'''

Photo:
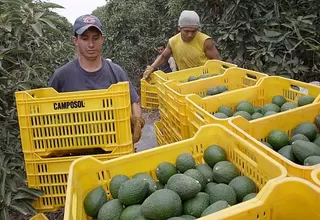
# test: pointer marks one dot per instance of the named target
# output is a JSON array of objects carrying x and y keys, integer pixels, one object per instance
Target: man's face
[
  {"x": 160, "y": 49},
  {"x": 188, "y": 33},
  {"x": 89, "y": 43}
]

'''

Write the lines of the rows above as a numbered list, with blank lines left out. Don't include the pictures.

▸ EXERCISE RESULT:
1. Photo:
2. # test: pointer marks one dot per instance of the named target
3. # output is a JSON array of objects carrying x and y keys, integer pixels, one object per instance
4. Target: man's face
5. [
6.   {"x": 160, "y": 49},
7.   {"x": 188, "y": 33},
8.   {"x": 89, "y": 43}
9. ]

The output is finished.